Soal Latihan 1
Pilih setiap baris catatan di bawah yang memuat kata "building", lalu salin baris-baris itu. Huruf kapital dan huruf kecil dibedakan.

Dua Pembahasan dalam Masalah Ilmu

Di sini akan disampaikan dua pembahasan dalam masalah ilmu:

1. Keutamaan Ilmu Dan Orang-Orang Yang Berilmu

2. Adab-Adab Dalam Menuntut Ilmu

Pembahasan Pertama: Untuk mendorong kita agar semangat dalam menuntut ilmu.

Pembahasan Kedua: Setelah kita semangat dalam menuntut ilmu; maka dengan Pembahasan Kedua: Agar kita menempuh jalan yang benar untuk mendapatkan ilmu.

PEMBAHASAN PERTAMA: KEUTAMAAN ILMU DAN ORANG-ORANG YANG BERILMU

Sebelum masuk ke pembahasan ini; maka yang pertama harus diketahui adalah: Bahwa pembahasan ini hanya bermanfaat bagi orang yang mengharapkan Allah dan Hari Akhir; bukan orang yang masih disibukkan dengan kecintaan kepada selain Allah; kecintaan kepada harta, kedudukan, wanita dan perkara-perkara dunia lainnya. Karena hanya orang-orang yang mengharapkan Allah dan Hari Akhir saja yang bisa akan mengambil manfaat dari ayat-ayat Al-Qur’an dan hadits-hadits Nabi -shallallaahu ‘alaihi wa sallam-, hanya mereka yang beriman dengan yang ghaib yang berusaha untuk mendapatkan kesuksesan di akhirat untuk masuk Surga.

Allah -Subhaanahu Wa Ta’aalaa- berfirman:

الٓم * ذٰلِكَ الْكِتَابُ لَا رَيْبَ فِيْهِ هُدًى لِلْمُتَّقِيْنَ * الَّذِيْنَ يُؤْمِنُوْنَ بِالْغَيْبِ …

“Alif Laam Miim. Kitab (Al Qur’an) ini tidak ada keraguan padanya; petunjuk bagi mereka yang bertakwa, (yaitu) mereka yang beriman kepada yang ghaib,…” (QS. Al-Baqarah: 1-3)

[Entri dari himpunan anotasi titik]

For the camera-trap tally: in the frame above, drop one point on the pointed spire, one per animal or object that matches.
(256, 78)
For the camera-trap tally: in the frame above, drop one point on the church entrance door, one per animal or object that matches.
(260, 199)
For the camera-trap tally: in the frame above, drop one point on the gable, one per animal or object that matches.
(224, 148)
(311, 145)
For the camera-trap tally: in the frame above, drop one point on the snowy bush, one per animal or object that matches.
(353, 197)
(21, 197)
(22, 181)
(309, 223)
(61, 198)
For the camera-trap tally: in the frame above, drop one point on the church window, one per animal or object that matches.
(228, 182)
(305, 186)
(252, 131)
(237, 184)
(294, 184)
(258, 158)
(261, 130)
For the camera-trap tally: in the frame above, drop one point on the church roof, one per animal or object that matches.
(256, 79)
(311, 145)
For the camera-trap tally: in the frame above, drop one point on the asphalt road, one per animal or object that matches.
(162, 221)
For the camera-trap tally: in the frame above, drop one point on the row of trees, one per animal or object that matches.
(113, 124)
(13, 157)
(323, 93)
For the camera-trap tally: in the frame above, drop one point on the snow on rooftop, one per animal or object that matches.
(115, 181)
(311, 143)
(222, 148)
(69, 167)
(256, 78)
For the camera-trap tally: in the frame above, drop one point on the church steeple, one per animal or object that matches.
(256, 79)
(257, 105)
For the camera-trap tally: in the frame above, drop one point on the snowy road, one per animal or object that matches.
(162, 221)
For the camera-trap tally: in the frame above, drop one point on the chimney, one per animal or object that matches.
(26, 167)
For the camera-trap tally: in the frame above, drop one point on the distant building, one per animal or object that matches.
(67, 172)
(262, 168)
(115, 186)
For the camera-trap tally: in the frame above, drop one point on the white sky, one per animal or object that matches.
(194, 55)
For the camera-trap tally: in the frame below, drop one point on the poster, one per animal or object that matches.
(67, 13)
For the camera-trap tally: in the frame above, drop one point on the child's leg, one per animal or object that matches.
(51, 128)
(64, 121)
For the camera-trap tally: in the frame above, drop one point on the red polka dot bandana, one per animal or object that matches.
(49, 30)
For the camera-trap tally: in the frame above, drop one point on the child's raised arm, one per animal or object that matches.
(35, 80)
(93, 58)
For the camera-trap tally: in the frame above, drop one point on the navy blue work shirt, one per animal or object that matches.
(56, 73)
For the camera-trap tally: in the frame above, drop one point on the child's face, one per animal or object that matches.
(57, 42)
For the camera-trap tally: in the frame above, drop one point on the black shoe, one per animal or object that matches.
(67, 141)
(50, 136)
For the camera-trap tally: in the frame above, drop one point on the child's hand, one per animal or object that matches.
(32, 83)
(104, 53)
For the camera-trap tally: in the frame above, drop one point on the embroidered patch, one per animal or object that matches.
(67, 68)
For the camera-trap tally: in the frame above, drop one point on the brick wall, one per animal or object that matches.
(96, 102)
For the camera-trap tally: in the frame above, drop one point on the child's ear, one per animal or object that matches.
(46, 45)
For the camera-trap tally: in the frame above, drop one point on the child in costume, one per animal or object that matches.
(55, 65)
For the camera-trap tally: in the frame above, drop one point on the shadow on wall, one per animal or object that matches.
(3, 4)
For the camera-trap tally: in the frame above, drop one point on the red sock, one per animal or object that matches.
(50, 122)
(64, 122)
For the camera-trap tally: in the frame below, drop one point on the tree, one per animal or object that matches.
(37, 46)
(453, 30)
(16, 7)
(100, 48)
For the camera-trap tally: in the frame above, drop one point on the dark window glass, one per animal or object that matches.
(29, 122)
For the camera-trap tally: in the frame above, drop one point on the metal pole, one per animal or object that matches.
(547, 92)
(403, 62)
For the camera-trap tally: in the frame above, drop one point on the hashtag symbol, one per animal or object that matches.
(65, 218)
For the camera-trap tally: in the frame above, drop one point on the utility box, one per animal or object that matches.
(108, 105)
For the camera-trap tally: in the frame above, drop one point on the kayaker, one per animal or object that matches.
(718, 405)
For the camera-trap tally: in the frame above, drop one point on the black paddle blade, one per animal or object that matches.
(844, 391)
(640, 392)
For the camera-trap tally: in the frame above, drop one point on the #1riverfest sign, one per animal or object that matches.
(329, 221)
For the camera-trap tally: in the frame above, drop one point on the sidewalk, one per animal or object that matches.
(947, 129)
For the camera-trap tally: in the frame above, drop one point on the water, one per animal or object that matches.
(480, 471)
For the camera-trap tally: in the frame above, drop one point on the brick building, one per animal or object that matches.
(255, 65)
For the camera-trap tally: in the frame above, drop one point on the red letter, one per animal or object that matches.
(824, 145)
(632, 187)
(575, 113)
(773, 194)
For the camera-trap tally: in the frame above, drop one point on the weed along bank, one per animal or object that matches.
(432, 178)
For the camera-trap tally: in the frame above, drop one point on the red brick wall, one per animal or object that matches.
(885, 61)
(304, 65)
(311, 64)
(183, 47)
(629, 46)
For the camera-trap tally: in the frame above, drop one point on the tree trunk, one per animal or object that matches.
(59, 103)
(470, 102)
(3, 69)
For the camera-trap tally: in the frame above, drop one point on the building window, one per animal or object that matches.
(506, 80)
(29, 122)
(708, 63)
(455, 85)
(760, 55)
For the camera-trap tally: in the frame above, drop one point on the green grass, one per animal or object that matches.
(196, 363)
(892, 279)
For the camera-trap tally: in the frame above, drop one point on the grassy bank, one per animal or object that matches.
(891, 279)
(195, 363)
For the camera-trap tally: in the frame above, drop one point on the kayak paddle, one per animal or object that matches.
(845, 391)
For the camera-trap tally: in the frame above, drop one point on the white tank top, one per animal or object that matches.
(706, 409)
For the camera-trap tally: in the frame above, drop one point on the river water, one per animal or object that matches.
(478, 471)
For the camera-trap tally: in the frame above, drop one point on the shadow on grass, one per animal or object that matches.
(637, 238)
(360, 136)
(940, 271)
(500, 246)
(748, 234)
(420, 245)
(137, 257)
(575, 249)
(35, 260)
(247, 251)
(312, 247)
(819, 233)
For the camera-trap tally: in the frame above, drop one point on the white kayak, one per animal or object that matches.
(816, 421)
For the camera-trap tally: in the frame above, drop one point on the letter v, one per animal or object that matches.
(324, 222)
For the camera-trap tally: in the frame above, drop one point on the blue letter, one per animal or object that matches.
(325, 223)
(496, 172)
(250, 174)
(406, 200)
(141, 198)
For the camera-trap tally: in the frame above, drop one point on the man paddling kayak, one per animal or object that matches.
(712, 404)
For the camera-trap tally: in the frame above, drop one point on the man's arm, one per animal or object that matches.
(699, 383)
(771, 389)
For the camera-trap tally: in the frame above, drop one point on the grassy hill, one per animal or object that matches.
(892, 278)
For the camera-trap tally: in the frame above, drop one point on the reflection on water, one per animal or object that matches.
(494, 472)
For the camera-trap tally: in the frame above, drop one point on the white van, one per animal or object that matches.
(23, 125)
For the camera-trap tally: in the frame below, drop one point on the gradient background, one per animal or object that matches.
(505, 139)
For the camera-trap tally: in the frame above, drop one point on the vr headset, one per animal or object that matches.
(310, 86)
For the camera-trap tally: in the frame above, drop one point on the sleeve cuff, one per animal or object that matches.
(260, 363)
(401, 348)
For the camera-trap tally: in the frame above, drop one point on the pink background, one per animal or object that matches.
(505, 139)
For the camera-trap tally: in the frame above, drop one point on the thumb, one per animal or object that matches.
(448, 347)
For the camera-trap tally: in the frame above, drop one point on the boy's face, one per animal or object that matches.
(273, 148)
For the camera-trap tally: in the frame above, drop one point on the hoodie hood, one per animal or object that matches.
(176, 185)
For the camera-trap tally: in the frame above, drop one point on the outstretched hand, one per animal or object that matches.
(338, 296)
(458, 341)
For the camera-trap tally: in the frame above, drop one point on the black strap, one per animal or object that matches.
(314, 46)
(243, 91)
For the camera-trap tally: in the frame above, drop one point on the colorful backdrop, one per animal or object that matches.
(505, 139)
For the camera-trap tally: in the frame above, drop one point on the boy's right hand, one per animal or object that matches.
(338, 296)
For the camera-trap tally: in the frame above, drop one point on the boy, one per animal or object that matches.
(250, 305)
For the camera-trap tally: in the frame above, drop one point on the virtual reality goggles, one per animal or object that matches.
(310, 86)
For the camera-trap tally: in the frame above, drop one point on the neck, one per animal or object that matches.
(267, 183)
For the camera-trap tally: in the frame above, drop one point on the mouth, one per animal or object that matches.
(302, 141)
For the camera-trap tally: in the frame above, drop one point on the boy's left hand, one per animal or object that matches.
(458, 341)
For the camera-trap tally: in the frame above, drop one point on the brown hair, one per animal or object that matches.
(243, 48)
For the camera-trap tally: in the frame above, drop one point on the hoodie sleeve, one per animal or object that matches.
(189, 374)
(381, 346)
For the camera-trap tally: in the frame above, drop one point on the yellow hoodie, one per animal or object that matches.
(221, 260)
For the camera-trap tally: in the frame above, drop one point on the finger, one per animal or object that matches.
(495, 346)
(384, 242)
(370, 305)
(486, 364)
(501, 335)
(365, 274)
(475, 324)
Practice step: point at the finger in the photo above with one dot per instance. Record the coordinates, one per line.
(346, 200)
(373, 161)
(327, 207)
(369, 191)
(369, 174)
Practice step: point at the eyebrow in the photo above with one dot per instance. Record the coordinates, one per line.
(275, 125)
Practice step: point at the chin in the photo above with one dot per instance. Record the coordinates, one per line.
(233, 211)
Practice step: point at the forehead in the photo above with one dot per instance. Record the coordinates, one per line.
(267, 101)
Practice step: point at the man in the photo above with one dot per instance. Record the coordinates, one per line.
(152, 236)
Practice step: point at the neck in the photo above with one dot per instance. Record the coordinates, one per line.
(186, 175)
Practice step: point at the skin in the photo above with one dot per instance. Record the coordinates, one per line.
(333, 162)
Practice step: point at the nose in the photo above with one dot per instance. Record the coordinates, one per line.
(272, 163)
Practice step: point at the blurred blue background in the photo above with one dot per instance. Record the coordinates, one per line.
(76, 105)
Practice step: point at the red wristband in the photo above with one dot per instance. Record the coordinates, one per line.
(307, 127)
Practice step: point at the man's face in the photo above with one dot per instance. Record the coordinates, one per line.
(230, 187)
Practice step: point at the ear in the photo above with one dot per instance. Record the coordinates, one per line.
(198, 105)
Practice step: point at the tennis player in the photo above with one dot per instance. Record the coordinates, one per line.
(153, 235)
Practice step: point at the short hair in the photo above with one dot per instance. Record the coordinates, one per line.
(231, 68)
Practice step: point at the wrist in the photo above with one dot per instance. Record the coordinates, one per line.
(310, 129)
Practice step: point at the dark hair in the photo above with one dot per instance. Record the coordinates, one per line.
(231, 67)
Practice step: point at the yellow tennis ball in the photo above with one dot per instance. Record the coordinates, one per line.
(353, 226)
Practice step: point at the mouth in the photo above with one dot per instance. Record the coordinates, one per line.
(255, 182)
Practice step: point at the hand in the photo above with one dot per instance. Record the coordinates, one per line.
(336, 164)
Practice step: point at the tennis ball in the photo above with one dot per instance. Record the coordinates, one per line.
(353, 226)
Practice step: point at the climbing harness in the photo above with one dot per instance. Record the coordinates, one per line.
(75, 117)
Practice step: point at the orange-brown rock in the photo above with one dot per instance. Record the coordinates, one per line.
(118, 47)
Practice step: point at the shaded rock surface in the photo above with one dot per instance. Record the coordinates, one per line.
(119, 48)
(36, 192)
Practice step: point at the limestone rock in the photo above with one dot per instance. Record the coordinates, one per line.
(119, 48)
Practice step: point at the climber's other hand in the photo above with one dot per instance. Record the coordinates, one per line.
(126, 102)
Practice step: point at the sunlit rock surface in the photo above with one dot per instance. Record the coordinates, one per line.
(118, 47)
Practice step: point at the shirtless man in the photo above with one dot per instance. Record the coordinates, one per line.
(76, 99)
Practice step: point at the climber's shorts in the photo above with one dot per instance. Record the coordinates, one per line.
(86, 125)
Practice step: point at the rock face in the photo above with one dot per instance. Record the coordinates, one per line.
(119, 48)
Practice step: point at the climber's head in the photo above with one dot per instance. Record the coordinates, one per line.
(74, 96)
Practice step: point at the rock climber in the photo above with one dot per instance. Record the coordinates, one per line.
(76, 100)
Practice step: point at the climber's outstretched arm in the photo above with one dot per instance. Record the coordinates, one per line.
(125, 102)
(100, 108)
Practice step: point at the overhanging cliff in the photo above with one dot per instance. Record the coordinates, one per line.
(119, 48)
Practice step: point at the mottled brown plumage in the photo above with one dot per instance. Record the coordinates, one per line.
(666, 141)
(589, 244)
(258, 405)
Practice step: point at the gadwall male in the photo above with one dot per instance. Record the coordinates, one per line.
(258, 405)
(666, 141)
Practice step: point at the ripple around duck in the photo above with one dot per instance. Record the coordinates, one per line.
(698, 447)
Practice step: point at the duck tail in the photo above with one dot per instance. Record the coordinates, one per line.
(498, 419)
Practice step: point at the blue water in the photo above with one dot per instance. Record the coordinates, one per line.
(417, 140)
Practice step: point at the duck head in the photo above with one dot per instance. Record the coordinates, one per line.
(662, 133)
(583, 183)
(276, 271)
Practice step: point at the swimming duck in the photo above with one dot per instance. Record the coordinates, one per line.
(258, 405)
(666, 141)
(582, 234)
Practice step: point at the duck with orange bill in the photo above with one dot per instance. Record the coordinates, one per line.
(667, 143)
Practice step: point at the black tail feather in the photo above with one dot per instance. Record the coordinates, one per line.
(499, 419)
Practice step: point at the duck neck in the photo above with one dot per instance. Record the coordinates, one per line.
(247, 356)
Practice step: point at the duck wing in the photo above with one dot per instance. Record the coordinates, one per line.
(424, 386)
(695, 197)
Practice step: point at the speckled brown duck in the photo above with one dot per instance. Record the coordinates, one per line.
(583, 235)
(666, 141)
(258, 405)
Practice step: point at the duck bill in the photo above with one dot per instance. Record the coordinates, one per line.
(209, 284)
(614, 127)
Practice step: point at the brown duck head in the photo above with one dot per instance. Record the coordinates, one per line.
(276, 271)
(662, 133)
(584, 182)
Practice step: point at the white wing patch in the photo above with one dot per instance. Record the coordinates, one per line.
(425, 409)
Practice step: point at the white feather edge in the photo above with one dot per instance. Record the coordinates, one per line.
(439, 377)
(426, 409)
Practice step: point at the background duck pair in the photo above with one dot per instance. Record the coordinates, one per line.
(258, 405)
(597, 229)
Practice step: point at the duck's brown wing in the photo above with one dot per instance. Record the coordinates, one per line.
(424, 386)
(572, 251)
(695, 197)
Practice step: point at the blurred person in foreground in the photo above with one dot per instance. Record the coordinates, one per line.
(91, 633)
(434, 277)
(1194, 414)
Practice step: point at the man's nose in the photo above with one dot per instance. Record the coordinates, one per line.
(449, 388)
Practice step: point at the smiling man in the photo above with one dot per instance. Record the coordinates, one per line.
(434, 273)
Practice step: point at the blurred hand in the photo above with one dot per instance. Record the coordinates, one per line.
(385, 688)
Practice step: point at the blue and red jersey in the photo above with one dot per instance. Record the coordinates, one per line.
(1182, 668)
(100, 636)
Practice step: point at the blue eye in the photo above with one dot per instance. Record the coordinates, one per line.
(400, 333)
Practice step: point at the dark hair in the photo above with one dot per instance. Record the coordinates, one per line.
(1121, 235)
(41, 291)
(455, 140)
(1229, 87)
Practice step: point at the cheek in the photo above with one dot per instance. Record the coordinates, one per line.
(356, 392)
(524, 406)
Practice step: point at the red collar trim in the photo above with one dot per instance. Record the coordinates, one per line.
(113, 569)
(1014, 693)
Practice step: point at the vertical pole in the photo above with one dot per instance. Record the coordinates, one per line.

Soal Latihan 2
Kembalikan bagian teks sumber di atas mulai dari "Sebelum masuk ke" sampai dengan "untuk masuk Surga.", persis sama tanpa perubahan apa pun.

Hasil Latihan 1
For the camera-trap tally: in the frame above, drop one point on the distant building, one per animal or object that matches.
For the camera-trap tally: in the frame above, drop one point on the brick building, one per animal or object that matches.
For the camera-trap tally: in the frame above, drop one point on the building window, one per animal or object that matches.

Hasil Latihan 2
Sebelum masuk ke pembahasan ini; maka yang pertama harus diketahui adalah: Bahwa pembahasan ini hanya bermanfaat bagi orang yang mengharapkan Allah dan Hari Akhir; bukan orang yang masih disibukkan dengan kecintaan kepada selain Allah; kecintaan kepada harta, kedudukan, wanita dan perkara-perkara dunia lainnya. Karena hanya orang-orang yang mengharapkan Allah dan Hari Akhir saja yang bisa akan mengambil manfaat dari ayat-ayat Al-Qur’an dan hadits-hadits Nabi -shallallaahu ‘alaihi wa sallam-, hanya mereka yang beriman dengan yang ghaib yang berusaha untuk mendapatkan kesuksesan di akhirat untuk masuk Surga.